Texte présenté
Se mettre ainsi en route « vers nous-même », un nous-même qui sera vraiment nous-même. Je traduirais ainsi la promesse faite à Abraham : ce toi-même est fécond, il a une belle dignité, il a sa place en ce monde. Tu es béni et tu seras une ample bénédiction pour d’autres.

Cet appel dresse le portrait d’un humain accompli, et il dit que nous avons du chemin à faire. On ne peut en vouloir à l’humain de n’être pas parfait : il est un être encore inachevé. Sa nature est d’être perfectible, sa genèse est en cours, c’est un processus, un cheminement.

2) Genèse 15 : Abraham attend la réalisation et rien ne vient.

Abraham s’est effectivement mis en route. Il a confiance dans la promesse : sa vie sera bénie et féconde. Dans sa confiance, il attend. Il attend encore. Dieu a promis : Dieu le fera. Et rien ne vient !

Que ferait un scientifique quand son expérience ne produit pas le résultat escompté ? Il est un peu déçu mais il sait qu’il n’a pas perdu son temps, il a appris qu’il doit remettre en cause quelque chose dans ses hypothèses de départ. C’est ce que fait Abraham. Sa vaine attente lui fait comprendre qu’il a eu tort de tout attendre de Dieu les bras croisés. C’est sa théologie qui a trompé sa foi. Dieu n’est pas le Père Noël.

Imaginer Dieu comme s’il était un magicien tout puissant : cela a fait plus d’athées que tous les athées militants du monde. Bien des croyants hyper-sincères ont perdu la foi en voyant leur juste attente déçue.

Travail demandé
A. Relevez les trois choses que, dans le texte présenté, la promesse faite à Abraham affirme de « ce toi-même ».
B. Selon le texte présenté, pourquoi ne peut-on en vouloir à l'humain de n'être pas parfait ? Répondez en une à trois phrases.
C. Poursuivez la réflexion sur Abraham et la foi à partir de la dernière phrase du texte présenté.
Les items fournis ne sont pas nécessaires ici.

Données fournies
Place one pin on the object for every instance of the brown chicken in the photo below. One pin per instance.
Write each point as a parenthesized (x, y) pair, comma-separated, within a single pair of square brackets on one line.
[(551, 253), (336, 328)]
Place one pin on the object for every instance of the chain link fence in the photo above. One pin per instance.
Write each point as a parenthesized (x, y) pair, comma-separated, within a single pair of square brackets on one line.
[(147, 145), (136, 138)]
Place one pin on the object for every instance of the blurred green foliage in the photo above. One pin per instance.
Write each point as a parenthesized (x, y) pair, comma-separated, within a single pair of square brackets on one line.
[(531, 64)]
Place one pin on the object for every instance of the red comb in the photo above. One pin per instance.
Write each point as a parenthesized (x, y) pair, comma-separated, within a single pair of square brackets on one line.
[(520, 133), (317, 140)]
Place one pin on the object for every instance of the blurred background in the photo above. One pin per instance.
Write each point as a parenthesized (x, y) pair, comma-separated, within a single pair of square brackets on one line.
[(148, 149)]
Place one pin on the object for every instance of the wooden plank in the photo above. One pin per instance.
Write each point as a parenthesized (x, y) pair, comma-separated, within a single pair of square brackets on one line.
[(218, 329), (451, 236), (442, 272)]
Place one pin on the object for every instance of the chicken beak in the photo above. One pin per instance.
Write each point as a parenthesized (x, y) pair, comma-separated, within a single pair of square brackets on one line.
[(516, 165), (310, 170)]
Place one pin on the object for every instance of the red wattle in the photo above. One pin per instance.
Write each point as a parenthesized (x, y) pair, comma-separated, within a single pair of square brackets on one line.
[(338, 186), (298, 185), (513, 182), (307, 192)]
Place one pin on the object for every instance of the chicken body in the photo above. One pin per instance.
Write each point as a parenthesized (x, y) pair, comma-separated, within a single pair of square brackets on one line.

Réponses
A. Il est fécond ; il a une belle dignité ; il a sa place en ce monde.

B. L'humain est un être encore inachevé. Sa nature est d'être perfectible : sa genèse est en cours, c'est un processus, un cheminement.

C.
Abraham est plus fin que cela, au lieu de tout rejeter en bloc, il affine sa théologie. Il le fait dans la prière, en criant à Dieu sa déception, il a raison car c’est ce que l’on peut faire quand on a confiance en un ami.

Il garde sa confiance en Dieu, même si à ce moment là il ne le comprend là pas tout à fait. Abraham conjugue ainsi l’art de « croire » et celui de douter. Il ne confond pas foi et croyances. Il ne se cramponne pas avec opiniâtreté à sa première conception de Dieu. Il accepte d’évoluer dans son « savoir » sur Dieu.

Abraham repart de ce qu’il a profondément senti : Dieu lui a promis la fécondité dans son cheminement. Il avait posé l’hypothèse que Dieu allait réaliser sa promesse comme par magie. Ça ne marche pas. Abraham pose une nouvelle hypothèse : peut-être que Dieu l’encourageait lui, l’humain, à agir pour réaliser ce que Dieu lui a donné d’espérer ?

3) Genèse 16 : 2ème hypothèse, c’est à nous d’agir.

Abraham et Sarah vont alors faire appel à l’ingéniosité humaine pour faire un enfant. Avec un résultat encourageant : une certaine fécondité est observée, mais elle est troublée, loin de la bénédiction attendue.

Il faut dire qu’il y avait des manques dans cette technique purement humaine.

  • Moralement : la servante est pour eux un simple moyen dont ils disposent comme d’un objet. C’est l’inverse d’une bénédiction.
  • Spirituellement, il reste une sorte d’amertume contre Dieu dont ils ne comprennent pas pourquoi il n’a rien fait.

Quelle serait l’attitude d’un scientifique devant une expérience à moitié réussie ? Il garde une partie des hypothèses pour les améliorer. Que l’humain soit acteur a apporté un plus, mais il manque un quelque chose qui viendrait de Dieu. Quelque chose d’inconnu.

4) Genèse 17 : 3ème hypothèse, avancer en s’ajustant avec Dieu

Encore une fois il y a une rencontre décisive entre Abraham et Dieu. Cela indique que ce cheminement se fait aussi dans la prière pas seulement dans l’observation de la vie réelle et dans la réflexion intelligente.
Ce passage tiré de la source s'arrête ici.